Pull out every line of the records that contains the word "gray".

* * * * *

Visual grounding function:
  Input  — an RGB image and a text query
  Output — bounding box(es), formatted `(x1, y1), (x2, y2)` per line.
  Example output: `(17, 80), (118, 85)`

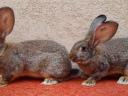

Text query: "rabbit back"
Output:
(4, 40), (71, 78)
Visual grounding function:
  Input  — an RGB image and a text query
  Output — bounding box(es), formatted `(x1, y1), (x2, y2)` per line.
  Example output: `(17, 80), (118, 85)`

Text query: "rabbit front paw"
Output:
(41, 78), (58, 85)
(0, 75), (7, 87)
(81, 79), (96, 87)
(117, 76), (128, 85)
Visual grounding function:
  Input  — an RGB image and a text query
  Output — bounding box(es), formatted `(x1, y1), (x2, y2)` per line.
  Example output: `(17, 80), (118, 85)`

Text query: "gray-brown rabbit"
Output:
(70, 15), (128, 86)
(0, 7), (76, 86)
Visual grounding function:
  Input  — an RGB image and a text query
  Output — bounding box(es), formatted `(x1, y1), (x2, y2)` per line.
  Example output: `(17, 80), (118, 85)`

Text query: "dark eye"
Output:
(81, 46), (87, 51)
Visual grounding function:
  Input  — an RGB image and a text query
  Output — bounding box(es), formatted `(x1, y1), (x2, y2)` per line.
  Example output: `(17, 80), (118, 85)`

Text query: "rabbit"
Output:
(0, 7), (77, 87)
(69, 14), (128, 86)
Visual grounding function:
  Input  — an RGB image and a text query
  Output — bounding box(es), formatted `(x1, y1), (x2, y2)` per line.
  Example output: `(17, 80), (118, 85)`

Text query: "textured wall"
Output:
(0, 0), (128, 50)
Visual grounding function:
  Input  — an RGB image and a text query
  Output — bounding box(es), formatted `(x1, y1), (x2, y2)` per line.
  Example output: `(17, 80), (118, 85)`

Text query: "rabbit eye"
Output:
(81, 46), (87, 51)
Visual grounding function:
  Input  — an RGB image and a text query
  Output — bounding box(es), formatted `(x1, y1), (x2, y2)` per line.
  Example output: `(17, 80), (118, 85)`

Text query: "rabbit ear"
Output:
(90, 21), (118, 47)
(0, 7), (15, 38)
(88, 15), (107, 36)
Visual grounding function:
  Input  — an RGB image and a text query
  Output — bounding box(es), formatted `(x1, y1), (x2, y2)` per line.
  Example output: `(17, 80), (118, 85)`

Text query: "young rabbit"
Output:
(0, 7), (76, 87)
(70, 15), (128, 86)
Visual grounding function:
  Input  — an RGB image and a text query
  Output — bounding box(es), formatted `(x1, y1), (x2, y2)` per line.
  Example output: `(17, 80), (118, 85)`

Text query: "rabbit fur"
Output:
(0, 7), (76, 86)
(70, 15), (128, 86)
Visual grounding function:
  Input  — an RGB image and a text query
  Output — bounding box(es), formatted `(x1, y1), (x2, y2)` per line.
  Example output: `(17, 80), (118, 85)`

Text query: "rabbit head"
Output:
(70, 15), (118, 64)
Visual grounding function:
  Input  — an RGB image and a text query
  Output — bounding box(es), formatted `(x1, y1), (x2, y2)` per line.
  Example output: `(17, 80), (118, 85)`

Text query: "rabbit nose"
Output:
(77, 52), (85, 58)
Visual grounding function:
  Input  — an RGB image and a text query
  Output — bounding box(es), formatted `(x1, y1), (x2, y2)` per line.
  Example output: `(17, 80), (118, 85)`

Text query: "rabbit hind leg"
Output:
(41, 74), (58, 85)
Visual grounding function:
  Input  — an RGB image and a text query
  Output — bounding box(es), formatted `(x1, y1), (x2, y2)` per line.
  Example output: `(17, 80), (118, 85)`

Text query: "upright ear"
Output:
(87, 15), (107, 37)
(89, 14), (118, 47)
(0, 7), (15, 39)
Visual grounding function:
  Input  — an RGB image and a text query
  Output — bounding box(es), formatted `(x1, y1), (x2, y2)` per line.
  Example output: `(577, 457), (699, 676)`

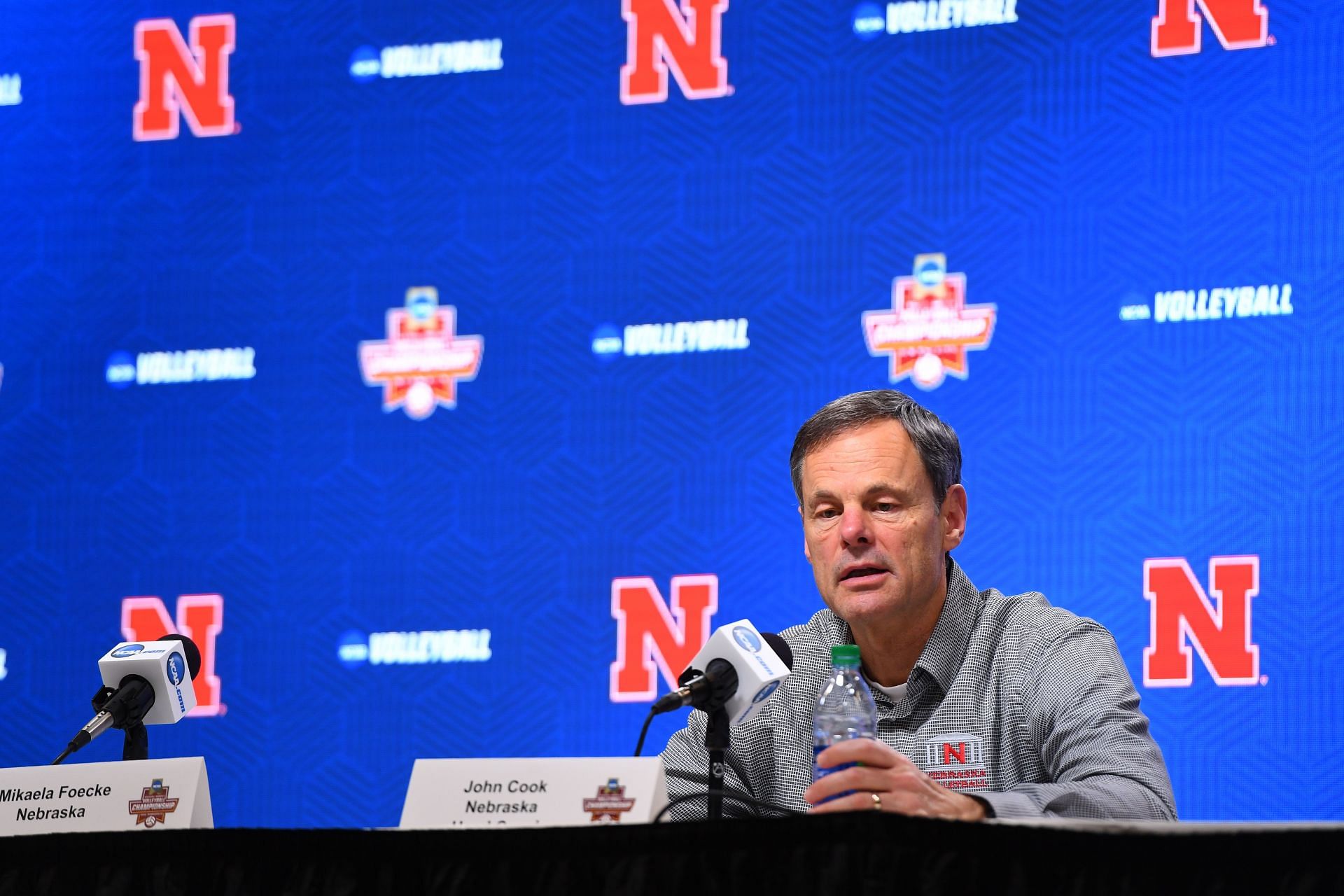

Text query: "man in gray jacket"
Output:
(663, 390), (1176, 821)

* * * * *

**Expected output:**
Text query: "gray-brown rabbit"
Text query: "man in gray jacket"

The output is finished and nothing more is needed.